# [Dataset records]
>> Begin
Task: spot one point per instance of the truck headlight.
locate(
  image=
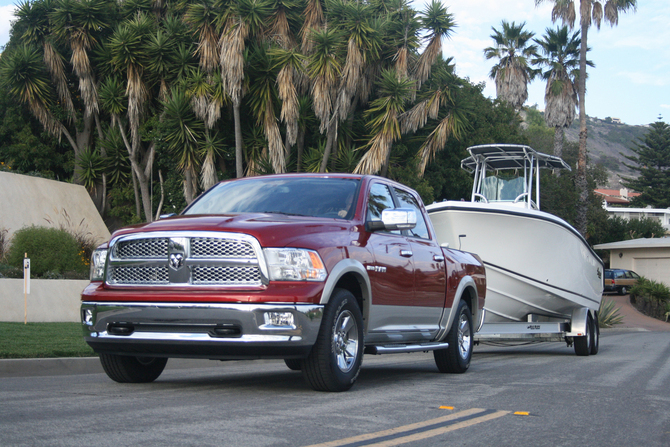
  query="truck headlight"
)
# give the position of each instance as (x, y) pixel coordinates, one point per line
(98, 259)
(294, 264)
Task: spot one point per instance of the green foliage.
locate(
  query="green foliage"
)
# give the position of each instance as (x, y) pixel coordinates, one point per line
(652, 163)
(42, 340)
(650, 291)
(608, 315)
(51, 251)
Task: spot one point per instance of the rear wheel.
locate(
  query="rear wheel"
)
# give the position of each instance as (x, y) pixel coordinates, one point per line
(129, 369)
(335, 360)
(583, 344)
(456, 358)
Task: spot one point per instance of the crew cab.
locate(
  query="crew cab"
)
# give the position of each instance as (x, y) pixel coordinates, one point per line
(315, 269)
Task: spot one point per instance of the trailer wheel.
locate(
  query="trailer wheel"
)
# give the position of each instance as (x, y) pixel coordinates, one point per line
(293, 364)
(129, 369)
(456, 358)
(584, 344)
(335, 360)
(595, 340)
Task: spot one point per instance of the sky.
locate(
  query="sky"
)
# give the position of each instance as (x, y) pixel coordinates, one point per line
(631, 79)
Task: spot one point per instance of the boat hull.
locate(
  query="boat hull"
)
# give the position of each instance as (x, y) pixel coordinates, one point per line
(536, 263)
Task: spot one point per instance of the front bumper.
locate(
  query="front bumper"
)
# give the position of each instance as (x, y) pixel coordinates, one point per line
(208, 330)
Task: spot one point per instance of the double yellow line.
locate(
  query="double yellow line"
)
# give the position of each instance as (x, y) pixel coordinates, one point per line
(420, 430)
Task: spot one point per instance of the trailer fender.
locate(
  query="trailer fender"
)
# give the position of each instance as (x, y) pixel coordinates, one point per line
(578, 322)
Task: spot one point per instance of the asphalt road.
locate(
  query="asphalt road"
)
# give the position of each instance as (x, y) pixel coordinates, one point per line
(617, 398)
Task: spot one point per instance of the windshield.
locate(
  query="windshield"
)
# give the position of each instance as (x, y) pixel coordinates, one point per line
(499, 187)
(317, 197)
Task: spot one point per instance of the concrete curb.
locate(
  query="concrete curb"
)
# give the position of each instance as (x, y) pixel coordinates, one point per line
(79, 365)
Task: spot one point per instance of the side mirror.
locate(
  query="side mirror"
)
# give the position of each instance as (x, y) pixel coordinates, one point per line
(395, 219)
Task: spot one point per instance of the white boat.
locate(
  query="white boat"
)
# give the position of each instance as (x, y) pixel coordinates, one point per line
(539, 268)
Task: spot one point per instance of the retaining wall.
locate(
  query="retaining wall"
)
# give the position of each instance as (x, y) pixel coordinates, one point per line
(50, 300)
>> End
# [Challenge]
Reproduce every record above exactly, but leave out the pictures.

# [Result]
Task: spot one point per instance of the truck headlight.
locate(
  image=
  query="truck headlight"
)
# give the position of each instance as (x, y) pixel coordinates, one point per line
(98, 259)
(294, 264)
Task: spot one point per instance of the green foliage.
locate(
  query="green foliage"
)
# give the position of each instance as (x, y) pixel coordinates, one point per line
(652, 163)
(42, 340)
(650, 291)
(608, 315)
(51, 251)
Task: spot one point per instance of the rear wheel.
locate(
  query="rear wheel"
)
# give the position of each instance as (x, y) pixel coordinates, one point per line
(129, 369)
(335, 360)
(583, 344)
(456, 358)
Task: spot one point per instance of the crew cab.
locate(
  query="crew cab"
)
# give the position of each instance as (x, y) pixel coordinates, one point per line
(315, 269)
Task: spot one point per instance of the trailer wheel.
locate(
  query="trailer wheel"
)
# give the position of each instance as (x, y) pixel coordinates, one point per line
(293, 364)
(129, 369)
(456, 358)
(584, 344)
(335, 360)
(595, 340)
Task: spot one point per instance of the sky.
locate(
  query="sky"
)
# give the position of each instance as (x, y) pixel coordinates, one point per line
(631, 79)
Task: spot one point per instance of the boat hull.
locate(
  query="boat hull"
)
# give the position of each instance as (x, y) pixel coordinates, one point per line
(536, 263)
Task: spot one point per instance of the front bumper.
locate(
  query="front bumper"
)
# give the position of each instance as (x, y) pixel coordinates, one point per line
(208, 330)
Task: spot one point per instance of the double yellow line.
locate(
  query="double yellow line"
)
# give the position of each instance as (x, y) pixel coordinates, one point per line
(420, 430)
Task: spot one point per instance of the trailer fender.
locate(
  query="trailer fender"
)
# give the position of each instance as (x, y) pixel coordinates, one point per line
(578, 322)
Task: spot one point per instance of the asphalt road.
locate(
  query="asphalt road"
)
# give the position of each instance as (x, y) pixel coordinates, one point per line
(617, 398)
Task: spot one point per instance of the windshield.
locate(
  query="windshield"
)
# give the position of each instance as (x, y) pixel coordinates, one point per line
(499, 187)
(317, 197)
Task: spot one point per instance of the concrete curb.
locate(
  query="concrete curb"
)
# give the position of each instance as (x, y) pixel coordinates, one point per line
(79, 365)
Task: spot one point per instance of the side mirror.
locate(
  query="side mirror"
)
# give the position of each instance as (x, y) pixel coordinates, one point per line
(395, 219)
Task: spot one point per instance of the white boat.
locate(
  query="white boat"
)
# give the position of each instance as (x, y) pixel coordinates, one point per line
(539, 268)
Task: spot one point per instance of the retaining wall.
locate(
  query="retaining wall"
)
# give the position of each instance as (x, y) pixel coordinates, one point per line
(50, 300)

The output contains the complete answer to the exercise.